YOUR TASK: If a record below holds a picture, drop the picture and restate everything else word for word.

____ MATERIAL FOR THIS EXERCISE

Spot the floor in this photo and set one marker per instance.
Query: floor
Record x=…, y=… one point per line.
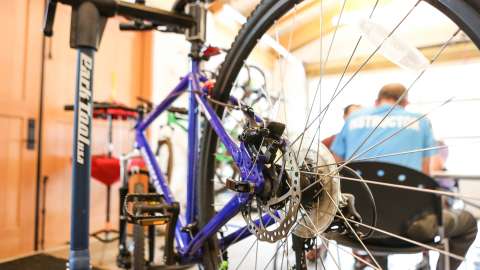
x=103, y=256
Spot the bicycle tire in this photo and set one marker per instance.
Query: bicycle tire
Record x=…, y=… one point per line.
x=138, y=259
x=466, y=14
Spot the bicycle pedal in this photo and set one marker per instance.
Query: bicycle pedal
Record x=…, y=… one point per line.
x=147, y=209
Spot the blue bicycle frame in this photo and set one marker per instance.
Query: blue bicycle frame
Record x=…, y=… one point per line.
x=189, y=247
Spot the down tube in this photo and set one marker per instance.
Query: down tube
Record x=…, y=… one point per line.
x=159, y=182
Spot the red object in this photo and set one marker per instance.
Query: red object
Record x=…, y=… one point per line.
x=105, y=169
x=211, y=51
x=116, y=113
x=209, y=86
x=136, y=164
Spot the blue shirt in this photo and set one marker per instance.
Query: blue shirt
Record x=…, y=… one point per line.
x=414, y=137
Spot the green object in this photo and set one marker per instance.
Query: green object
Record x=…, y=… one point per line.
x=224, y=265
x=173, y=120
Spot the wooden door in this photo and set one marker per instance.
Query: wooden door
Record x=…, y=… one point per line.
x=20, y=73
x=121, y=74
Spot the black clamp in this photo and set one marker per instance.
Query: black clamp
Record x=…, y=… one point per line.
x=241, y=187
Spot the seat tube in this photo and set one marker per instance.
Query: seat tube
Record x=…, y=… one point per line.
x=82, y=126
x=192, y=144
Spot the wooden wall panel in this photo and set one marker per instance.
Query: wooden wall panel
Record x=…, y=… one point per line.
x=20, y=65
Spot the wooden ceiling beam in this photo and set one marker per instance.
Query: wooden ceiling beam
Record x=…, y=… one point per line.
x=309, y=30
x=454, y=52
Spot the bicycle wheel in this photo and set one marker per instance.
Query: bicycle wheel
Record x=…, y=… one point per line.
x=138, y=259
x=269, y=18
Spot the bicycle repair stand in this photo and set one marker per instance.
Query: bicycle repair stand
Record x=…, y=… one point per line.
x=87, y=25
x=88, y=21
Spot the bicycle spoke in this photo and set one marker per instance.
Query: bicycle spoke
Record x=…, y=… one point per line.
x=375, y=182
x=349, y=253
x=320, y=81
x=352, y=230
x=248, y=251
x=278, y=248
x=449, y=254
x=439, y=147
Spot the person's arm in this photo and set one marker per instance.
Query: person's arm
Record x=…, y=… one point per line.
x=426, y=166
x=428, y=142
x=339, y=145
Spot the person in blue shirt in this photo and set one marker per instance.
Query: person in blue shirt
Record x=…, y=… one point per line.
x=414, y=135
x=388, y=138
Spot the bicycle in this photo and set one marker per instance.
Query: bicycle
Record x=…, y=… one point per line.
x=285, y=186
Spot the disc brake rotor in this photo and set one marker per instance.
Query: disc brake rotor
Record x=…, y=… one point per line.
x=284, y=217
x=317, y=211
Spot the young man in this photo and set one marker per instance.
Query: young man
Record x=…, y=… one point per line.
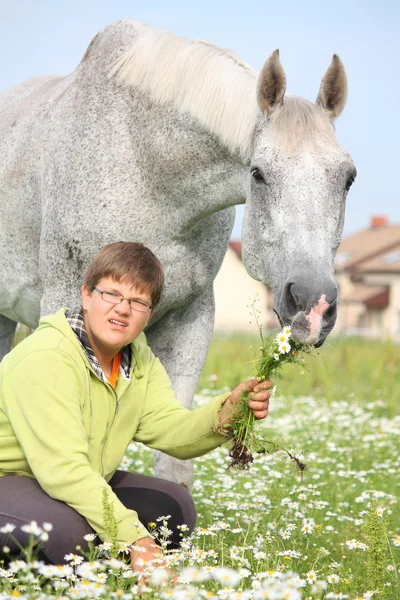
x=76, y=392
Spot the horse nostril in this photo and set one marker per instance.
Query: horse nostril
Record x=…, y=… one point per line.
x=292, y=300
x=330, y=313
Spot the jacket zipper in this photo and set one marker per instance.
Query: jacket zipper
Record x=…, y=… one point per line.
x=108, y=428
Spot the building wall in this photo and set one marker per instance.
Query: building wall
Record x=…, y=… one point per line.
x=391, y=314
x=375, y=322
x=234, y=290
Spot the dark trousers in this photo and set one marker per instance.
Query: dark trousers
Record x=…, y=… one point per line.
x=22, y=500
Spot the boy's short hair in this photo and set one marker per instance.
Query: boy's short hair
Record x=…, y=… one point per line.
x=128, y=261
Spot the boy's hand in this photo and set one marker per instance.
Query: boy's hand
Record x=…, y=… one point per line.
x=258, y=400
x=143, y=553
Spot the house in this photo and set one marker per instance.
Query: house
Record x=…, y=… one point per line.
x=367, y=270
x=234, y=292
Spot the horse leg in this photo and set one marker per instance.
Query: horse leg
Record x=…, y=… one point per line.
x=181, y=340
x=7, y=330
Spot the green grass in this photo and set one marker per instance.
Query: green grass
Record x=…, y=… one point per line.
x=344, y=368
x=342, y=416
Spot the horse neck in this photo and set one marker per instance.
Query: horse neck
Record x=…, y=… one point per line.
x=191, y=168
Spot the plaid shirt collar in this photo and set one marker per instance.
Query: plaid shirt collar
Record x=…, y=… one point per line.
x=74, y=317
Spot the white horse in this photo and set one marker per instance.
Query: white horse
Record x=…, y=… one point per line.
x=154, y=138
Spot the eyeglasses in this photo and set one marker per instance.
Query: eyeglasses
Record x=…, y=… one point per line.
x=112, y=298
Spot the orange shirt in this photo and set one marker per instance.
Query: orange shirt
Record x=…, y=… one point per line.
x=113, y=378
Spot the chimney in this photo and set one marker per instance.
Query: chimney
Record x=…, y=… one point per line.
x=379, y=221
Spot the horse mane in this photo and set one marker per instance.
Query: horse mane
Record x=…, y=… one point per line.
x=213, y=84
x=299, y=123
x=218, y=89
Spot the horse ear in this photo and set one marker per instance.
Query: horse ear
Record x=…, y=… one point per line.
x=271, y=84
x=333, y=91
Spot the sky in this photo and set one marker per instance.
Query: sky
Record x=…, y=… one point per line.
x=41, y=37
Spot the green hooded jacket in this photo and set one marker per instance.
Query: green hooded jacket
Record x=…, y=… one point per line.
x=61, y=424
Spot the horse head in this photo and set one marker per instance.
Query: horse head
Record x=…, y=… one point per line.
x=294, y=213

________

ANSWER SECTION:
Spot the floor in this photo and set one marker per instance.
Query: floor
Record x=…, y=… one point per line.
x=103, y=256
Spot the bicycle tire in this photo and set one marker per instance.
Query: bicycle tire
Record x=…, y=… one point per line.
x=138, y=259
x=466, y=14
Spot the bicycle pedal in this photo and set one marker per instance.
Query: bicycle pedal
Record x=…, y=… one point per line.
x=147, y=209
Spot the blue bicycle frame in this photo and set one marker per instance.
Query: blue bicycle frame
Record x=…, y=… one point per line.
x=189, y=247
Spot the down tube in this photo and set one marker per instance.
Query: down tube
Record x=…, y=… one point per line.
x=159, y=182
Spot the red object in this photo and set one marker per instance.
Query: red object
Record x=…, y=… one point per line.
x=105, y=169
x=211, y=51
x=116, y=113
x=209, y=86
x=136, y=164
Spot the blue shirt in this photo and set one marker per instance.
Query: blue shirt
Record x=…, y=… one point per line.
x=414, y=137
Spot the green object in this photo and set one marker per instance.
Query: green object
Record x=…, y=… one point per line.
x=224, y=265
x=173, y=120
Spot the wooden door in this photo and set one marker per instance.
Query: wooden door
Record x=…, y=… one point per line.
x=20, y=73
x=121, y=74
Spot the black clamp in this photo and set one marker per instance.
Query: black clamp
Record x=…, y=… one point per line.
x=241, y=187
Spot the seat tube in this photo and set one marker per instance.
Query: seat tube
Record x=…, y=… one point per line.
x=82, y=126
x=192, y=144
Spot the wooden wall panel in this photo and set one marker per instance.
Query: wooden wall panel
Record x=…, y=… one point per line.
x=20, y=65
Spot the wooden ceiling beam in this photo and set one marker per instance.
Query: wooden ceiling beam
Record x=…, y=… one point per line.
x=309, y=30
x=454, y=52
Spot the bicycle wheel in this photo and set one marker per instance.
Query: bicycle wheel
Record x=…, y=… one point per line.
x=138, y=259
x=269, y=18
Spot the bicycle repair stand in this photo and set one marker per instance.
Query: bicycle repair stand
Record x=…, y=… one point per line.
x=87, y=25
x=88, y=21
Spot the bicycle spoke in this photo and set one marker per instance.
Query: bicycle spoke
Record x=…, y=… one point per line.
x=375, y=182
x=349, y=253
x=320, y=81
x=352, y=230
x=248, y=251
x=278, y=248
x=449, y=254
x=439, y=147
Spot the person's arm in this photo and set one marker per instance.
Query: person's arm
Record x=…, y=… one point per line.
x=426, y=166
x=428, y=142
x=339, y=145
Spot the person in blue shirt in this photo and set one marker per instance.
Query: person in blue shirt
Record x=…, y=… one point per line.
x=414, y=135
x=388, y=138
Spot the bicycle in this photo and set one marker per instance.
Query: bicycle
Record x=…, y=… one point per line.
x=285, y=186
Spot the disc brake rotor in this photo and set one marker per instance.
Query: disc brake rotor
Record x=…, y=… one point per line.
x=284, y=217
x=317, y=211
Spot the young man in this photo and set one marker per instance.
Query: young man
Record x=…, y=… one point per line.
x=76, y=392
Spot the horse nostril in this photo and set one marker per instance.
Query: horse nostril
Record x=…, y=… one point per line.
x=292, y=300
x=330, y=313
Spot the jacket zipper in this photo and set one marker per instance.
Query: jacket zipper
Record x=…, y=… one point per line.
x=108, y=428
Spot the building wall in this photo and set one marker per instance.
Query: building wall
Record x=…, y=… one point per line.
x=391, y=314
x=375, y=322
x=234, y=290
Spot the dark trousers in this photo and set one marker per instance.
Query: dark trousers
Record x=…, y=… one point per line.
x=22, y=500
Spot the boy's short hair in this photo and set one marker per instance.
Query: boy's short hair
Record x=…, y=… one point per line.
x=128, y=261
Spot the boy's hand in this photo and set one marker per instance.
Query: boy's hand
Record x=…, y=… one point per line.
x=258, y=400
x=143, y=553
Spot the house in this photo and set one marker per instance.
Query: house
Record x=…, y=… one point per line.
x=367, y=270
x=234, y=292
Spot the horse leg in this photo and set one marker per instance.
Query: horse leg
Record x=…, y=… one point per line.
x=181, y=340
x=7, y=330
Spot the green grass in this photo and set one marker per instance.
Query: green grass
Record x=…, y=… one point per line.
x=344, y=368
x=342, y=416
Spot the horse neck in this photo and set one marker per instance.
Query: horse neck
Record x=…, y=… one point per line.
x=191, y=168
Spot the plaid shirt collar in this photo and set one marker per instance.
Query: plaid shirt collar
Record x=…, y=… one point per line.
x=74, y=317
Spot the white horse in this photo and set one marker per instance.
Query: white horse
Record x=…, y=… one point per line.
x=154, y=138
Spot the eyeglasses in this photo and set one marker per instance.
Query: eyeglasses
Record x=…, y=… one point per line.
x=112, y=298
Spot the orange shirt in this photo and set one marker per instance.
Query: orange shirt
Record x=…, y=… one point per line.
x=113, y=378
Spot the chimney in this photo and set one marker per instance.
Query: chimney
Record x=…, y=… one point per line.
x=379, y=221
Spot the horse mane in this photo and set one marker per instance.
Query: horse mane
Record x=…, y=… one point per line.
x=213, y=84
x=299, y=123
x=218, y=89
Spot the horse ear in this photo and set one marker per instance.
Query: horse ear
Record x=…, y=… one point per line.
x=271, y=84
x=333, y=91
Spot the sky in this photo and set one marker per instance.
Query: sky
Record x=…, y=… one point per line.
x=41, y=37
Spot the green hooded jacket in this photo and set one marker per instance.
Query: green hooded jacket
Record x=…, y=… one point per line.
x=61, y=424
Spot the horse head in this photo and set one marker per instance.
Query: horse head
Record x=…, y=… one point per line.
x=294, y=213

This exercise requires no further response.